EXTRACTED TEXT:
-- BEGIN --

Review: She Who Became the Sun, by Shelley Parker-Chan

Russ Allbery eagle at eyrie.org
Sun Jul 3 19:59:54 PDT 2022


She Who Became the Sun
by Shelley Parker-Chan

Series:    Radiant Emperor #1
Publisher: Tor
Copyright: 2021
Printing:  2022
ISBN:      1-250-62179-8
Format:    Kindle
Pages:     414

In 1345 in Zhongli village, in fourth year of a drought, lived a man
with his son and his daughter, the last surviving of seven children.
The son was promised by his father to the Wuhuang Monastery on his
twelfth birthday if he survived. According to the fortune-teller, that
son, Zhu Chongba, will be so great that he will bring a hundred
generations of pride to the family name. When the girl dares ask her
fate, the fortune-teller says, simply, "Nothing."

-- END --

SUPPLIED DATA:
-- BEGIN --

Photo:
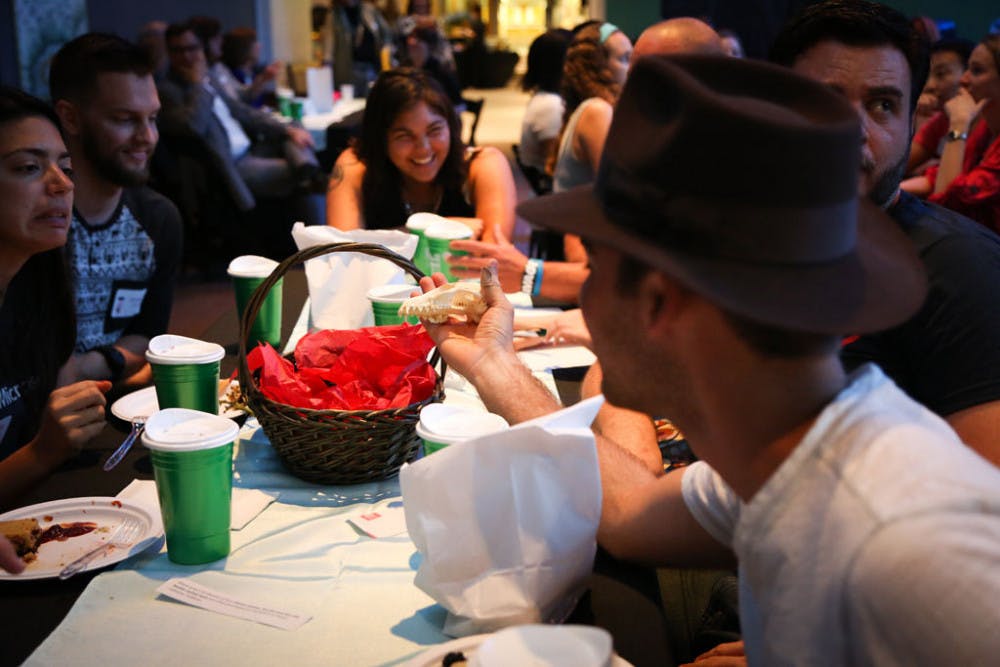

-- END --

REQUIRED TASK A: In the review of She Who Became the Sun, which monastery was the son promised to?
REQUIRED TASK B: Carry the review of She Who Became the Sun on from its last sentence.

FINAL RESULT A: The Wuhuang Monastery.

FINAL RESULT B:
Bandits come looking for food and kill their father. Zhu goes catatonic
rather than bury his father, so the girl digs a grave, only to find her
brother dead inside it with her father. It leaves her furious: he had a
great destiny and he gave it up without a fight, choosing to become
nothing. At that moment, she decides to seize his fate for her own, to
become Zhu so thoroughly that Heaven itself will be fooled. Through
sheer determination and force of will, she stays at the gates of
Wuhuang Monastery until the monks are impressed enough with her
stubbornness that they let her in under Zhu's name. That puts her on a
trajectory that will lead her to the Red Turbans and the civil war over
the Mandate of Heaven.

She Who Became the Sun is historical fiction with some alternate
history and a touch of magic. The closest comparison I can think of is
Guy Gavriel Kay: a similar touch of magic that is slight enough to have
questionable impact on the story, and a similar starting point of
history but a story that's not constrained to follow the events of our
world. Unlike Kay, Parker-Chan doesn't change the names of places and
people. It's therefore not difficult to work out the history this story
is based on (late Yuan dynasty), although it may not be clear at first
what role Zhu will play in that history.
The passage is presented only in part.